▶ **Task item**
In the listing below, the answer starts at the line that has "box: [437, 236, 480, 499]" and stops after the line that has "box: [464, 456, 578, 755]"; please repeat that part exactly and nothing more.

Segment Open

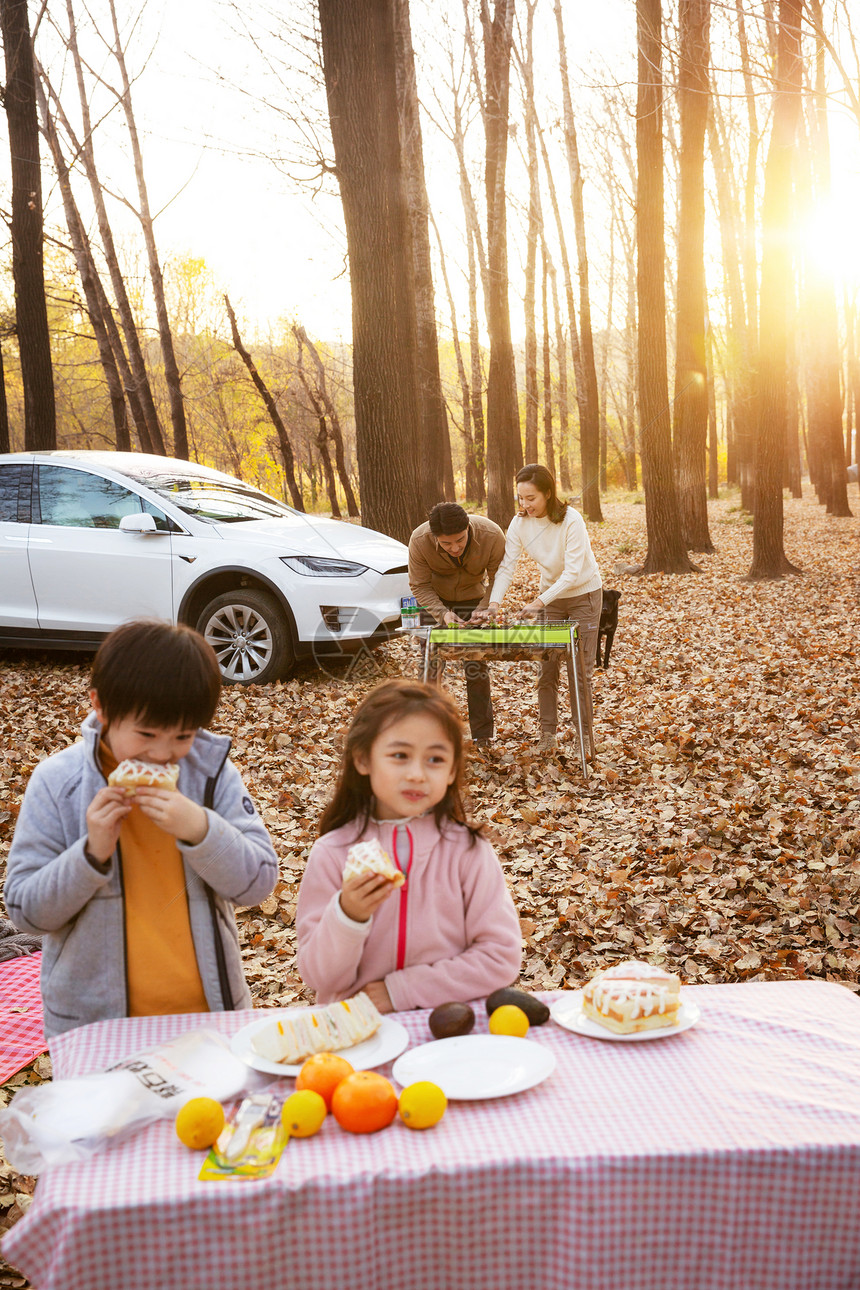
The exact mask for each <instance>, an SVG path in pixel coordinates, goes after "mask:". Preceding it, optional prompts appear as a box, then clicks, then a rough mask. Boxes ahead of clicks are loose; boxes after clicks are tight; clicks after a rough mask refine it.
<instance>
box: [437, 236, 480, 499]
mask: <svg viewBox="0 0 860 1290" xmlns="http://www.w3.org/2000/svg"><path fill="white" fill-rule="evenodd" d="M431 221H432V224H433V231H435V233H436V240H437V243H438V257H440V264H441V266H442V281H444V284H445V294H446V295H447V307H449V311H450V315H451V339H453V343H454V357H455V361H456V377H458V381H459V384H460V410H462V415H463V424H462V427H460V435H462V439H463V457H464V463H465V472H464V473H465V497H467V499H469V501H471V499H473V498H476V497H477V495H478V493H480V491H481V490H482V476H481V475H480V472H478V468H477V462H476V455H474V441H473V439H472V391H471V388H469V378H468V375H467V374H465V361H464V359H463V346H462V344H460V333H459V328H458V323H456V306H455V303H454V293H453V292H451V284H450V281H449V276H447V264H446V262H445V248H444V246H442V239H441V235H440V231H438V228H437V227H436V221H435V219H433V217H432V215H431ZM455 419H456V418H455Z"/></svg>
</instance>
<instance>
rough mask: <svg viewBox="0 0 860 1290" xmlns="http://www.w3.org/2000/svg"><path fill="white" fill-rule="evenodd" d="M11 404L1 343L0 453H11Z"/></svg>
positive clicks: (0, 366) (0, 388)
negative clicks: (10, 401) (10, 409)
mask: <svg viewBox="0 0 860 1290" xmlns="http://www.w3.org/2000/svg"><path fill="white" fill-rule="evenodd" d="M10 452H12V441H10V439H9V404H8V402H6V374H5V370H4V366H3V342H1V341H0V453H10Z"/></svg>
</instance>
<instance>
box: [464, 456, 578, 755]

Segment Closed
Segment Open

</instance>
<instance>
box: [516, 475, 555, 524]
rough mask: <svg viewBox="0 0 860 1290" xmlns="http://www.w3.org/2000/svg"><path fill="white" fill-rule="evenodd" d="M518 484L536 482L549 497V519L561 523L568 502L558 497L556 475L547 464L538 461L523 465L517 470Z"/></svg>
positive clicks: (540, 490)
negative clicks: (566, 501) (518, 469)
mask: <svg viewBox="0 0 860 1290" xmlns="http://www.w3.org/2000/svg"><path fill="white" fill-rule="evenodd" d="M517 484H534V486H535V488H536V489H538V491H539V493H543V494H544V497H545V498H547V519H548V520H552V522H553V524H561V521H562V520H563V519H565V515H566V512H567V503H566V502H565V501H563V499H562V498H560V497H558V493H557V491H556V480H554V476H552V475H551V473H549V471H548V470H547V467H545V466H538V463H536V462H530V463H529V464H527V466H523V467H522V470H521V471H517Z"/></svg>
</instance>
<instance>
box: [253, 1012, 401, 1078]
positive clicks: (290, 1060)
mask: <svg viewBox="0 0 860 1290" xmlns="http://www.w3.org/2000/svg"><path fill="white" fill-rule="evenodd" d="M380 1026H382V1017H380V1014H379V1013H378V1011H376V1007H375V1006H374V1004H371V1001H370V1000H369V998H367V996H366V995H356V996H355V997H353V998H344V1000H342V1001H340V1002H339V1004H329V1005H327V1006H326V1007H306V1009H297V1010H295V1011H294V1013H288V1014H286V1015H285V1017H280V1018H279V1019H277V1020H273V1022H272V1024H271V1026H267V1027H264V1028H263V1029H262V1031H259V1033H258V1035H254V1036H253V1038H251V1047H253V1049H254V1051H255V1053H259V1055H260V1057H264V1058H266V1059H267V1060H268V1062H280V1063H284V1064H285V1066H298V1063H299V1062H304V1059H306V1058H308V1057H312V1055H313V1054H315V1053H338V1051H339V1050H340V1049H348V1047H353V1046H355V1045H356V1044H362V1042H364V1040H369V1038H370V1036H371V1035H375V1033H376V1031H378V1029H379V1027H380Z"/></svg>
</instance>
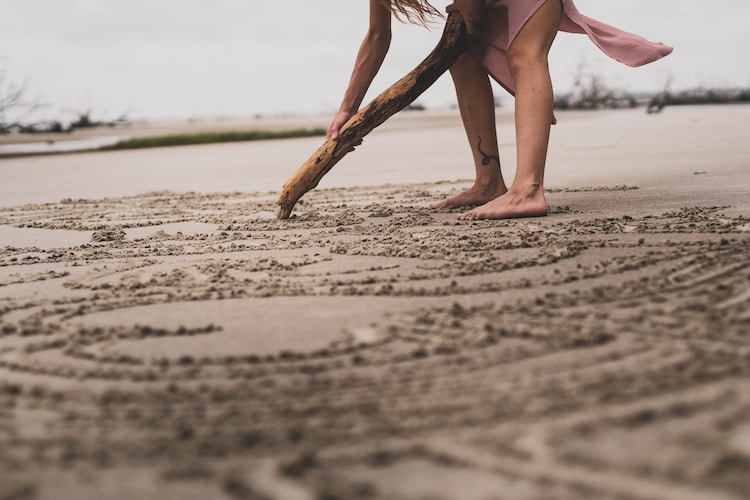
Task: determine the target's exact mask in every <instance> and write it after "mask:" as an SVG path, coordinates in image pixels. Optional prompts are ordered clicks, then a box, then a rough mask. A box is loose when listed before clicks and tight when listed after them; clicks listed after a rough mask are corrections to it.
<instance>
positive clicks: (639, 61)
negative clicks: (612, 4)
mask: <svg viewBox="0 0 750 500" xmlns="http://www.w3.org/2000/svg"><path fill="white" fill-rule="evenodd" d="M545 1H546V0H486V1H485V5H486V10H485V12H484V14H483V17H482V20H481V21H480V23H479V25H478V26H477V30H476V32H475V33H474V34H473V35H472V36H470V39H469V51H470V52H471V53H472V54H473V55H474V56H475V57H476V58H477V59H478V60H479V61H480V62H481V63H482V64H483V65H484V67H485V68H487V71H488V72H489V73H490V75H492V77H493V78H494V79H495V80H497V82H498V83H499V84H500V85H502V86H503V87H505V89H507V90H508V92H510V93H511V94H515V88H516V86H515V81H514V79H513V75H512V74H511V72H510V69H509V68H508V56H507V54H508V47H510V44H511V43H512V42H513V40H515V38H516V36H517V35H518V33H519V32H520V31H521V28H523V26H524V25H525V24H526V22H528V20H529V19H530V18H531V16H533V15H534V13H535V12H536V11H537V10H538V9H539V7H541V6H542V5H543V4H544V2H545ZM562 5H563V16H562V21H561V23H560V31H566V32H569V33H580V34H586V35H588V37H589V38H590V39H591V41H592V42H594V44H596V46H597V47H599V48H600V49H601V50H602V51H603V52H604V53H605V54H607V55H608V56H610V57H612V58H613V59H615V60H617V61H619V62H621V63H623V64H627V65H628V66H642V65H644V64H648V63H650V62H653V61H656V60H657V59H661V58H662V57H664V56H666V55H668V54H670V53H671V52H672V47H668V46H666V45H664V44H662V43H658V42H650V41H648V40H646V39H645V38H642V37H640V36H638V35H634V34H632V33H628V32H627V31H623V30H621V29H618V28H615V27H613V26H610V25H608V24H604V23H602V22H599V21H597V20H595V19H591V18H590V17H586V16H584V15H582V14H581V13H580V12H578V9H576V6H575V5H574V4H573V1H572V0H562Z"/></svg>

Segment Closed

▶ **Answer to this exercise**
box: [437, 236, 480, 499]
mask: <svg viewBox="0 0 860 1290" xmlns="http://www.w3.org/2000/svg"><path fill="white" fill-rule="evenodd" d="M431 221H432V224H433V231H435V233H436V240H437V243H438V257H440V264H441V266H442V281H444V284H445V294H446V295H447V307H449V311H450V315H451V339H453V343H454V357H455V361H456V377H458V381H459V384H460V410H462V415H463V424H462V427H460V435H462V439H463V457H464V463H465V472H464V473H465V497H467V499H469V501H471V499H473V498H476V497H477V495H478V493H480V491H481V490H482V476H481V475H480V472H478V468H477V462H476V455H474V441H473V439H472V391H471V388H469V378H468V375H467V374H465V361H464V359H463V346H462V344H460V333H459V328H458V323H456V306H455V303H454V293H453V292H451V284H450V281H449V276H447V264H446V262H445V248H444V246H442V239H441V235H440V231H438V228H437V227H436V221H435V219H433V217H432V215H431ZM455 419H456V418H455Z"/></svg>
</instance>
<instance>
rough mask: <svg viewBox="0 0 860 1290" xmlns="http://www.w3.org/2000/svg"><path fill="white" fill-rule="evenodd" d="M11 404L1 343L0 453H11Z"/></svg>
positive clicks: (0, 366) (0, 388)
negative clicks: (10, 401) (10, 409)
mask: <svg viewBox="0 0 860 1290" xmlns="http://www.w3.org/2000/svg"><path fill="white" fill-rule="evenodd" d="M10 452H12V441H10V439H9V404H8V402H6V374H5V370H4V366H3V342H1V341H0V453H10Z"/></svg>
</instance>
<instance>
box: [464, 456, 578, 755]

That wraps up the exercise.